■ Stored items:
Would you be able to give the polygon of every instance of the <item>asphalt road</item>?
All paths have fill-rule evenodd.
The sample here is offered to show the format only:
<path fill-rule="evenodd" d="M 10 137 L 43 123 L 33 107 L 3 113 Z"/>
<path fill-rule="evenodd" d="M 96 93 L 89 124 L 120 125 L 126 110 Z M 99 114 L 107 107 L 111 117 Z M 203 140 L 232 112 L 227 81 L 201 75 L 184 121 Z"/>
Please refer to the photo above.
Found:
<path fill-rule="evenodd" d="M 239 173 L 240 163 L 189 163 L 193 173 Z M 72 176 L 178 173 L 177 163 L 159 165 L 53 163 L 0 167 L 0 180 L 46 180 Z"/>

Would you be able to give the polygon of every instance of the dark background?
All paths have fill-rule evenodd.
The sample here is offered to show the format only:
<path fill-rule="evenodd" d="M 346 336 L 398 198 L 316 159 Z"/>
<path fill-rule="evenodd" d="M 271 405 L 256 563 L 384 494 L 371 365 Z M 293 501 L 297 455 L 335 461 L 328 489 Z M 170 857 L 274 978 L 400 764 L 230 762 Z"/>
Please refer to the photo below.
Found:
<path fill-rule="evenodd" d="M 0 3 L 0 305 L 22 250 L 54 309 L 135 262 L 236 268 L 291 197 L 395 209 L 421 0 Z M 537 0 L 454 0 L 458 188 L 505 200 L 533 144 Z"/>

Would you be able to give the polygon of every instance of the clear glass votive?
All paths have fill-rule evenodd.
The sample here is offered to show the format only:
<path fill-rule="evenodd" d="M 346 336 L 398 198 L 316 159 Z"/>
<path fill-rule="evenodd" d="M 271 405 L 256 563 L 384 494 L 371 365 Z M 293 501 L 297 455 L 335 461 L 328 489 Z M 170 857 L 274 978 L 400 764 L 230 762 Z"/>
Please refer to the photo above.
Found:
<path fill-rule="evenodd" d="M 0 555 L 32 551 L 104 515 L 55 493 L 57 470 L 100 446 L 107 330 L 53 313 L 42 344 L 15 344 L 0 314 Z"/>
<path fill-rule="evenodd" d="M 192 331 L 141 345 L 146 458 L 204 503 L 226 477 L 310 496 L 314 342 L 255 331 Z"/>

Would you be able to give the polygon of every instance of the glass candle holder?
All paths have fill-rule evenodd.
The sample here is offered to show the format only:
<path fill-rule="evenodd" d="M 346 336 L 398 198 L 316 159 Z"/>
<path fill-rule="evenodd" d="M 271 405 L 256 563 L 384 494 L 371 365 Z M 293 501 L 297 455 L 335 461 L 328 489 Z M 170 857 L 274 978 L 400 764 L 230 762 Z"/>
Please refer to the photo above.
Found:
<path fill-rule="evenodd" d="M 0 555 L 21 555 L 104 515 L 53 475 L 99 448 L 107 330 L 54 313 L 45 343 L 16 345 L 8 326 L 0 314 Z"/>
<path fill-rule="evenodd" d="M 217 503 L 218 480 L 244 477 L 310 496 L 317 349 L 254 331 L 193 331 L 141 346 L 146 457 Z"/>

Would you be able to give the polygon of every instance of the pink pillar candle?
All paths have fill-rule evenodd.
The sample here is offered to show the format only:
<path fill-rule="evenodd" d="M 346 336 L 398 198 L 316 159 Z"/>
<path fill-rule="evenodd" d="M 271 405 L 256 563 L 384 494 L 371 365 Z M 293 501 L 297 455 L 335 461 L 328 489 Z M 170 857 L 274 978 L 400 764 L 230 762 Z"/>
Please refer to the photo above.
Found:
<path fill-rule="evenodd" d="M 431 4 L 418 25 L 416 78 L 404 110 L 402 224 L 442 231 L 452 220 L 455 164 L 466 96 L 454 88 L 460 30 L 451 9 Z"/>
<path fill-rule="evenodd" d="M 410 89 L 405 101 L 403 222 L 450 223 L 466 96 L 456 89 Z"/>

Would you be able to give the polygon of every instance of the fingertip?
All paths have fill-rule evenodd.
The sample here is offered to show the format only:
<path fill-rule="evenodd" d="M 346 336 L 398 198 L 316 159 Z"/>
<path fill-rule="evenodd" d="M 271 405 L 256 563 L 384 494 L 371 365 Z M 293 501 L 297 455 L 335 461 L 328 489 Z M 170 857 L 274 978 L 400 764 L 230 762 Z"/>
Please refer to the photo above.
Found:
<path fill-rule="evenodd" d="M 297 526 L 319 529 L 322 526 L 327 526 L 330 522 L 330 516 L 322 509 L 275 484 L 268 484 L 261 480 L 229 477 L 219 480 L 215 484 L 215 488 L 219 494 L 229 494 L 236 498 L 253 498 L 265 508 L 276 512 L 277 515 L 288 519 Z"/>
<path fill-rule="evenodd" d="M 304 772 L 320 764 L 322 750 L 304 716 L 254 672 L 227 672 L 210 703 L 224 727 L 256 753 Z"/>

■ Exercise requirements:
In the records above, find each line with the word "instance" and copy it.

■ Task response:
Would you be able to give the polygon of every instance of the <item>asphalt road</item>?
Would you be able to give the polygon of every instance of the dark background?
Would you be able to give the polygon of every instance of the clear glass votive?
Would you be able to give the polygon of every instance of the glass candle holder?
Would you be able to give the polygon of every instance of the pink pillar candle?
Would you be able to give the polygon of every instance of the fingertip?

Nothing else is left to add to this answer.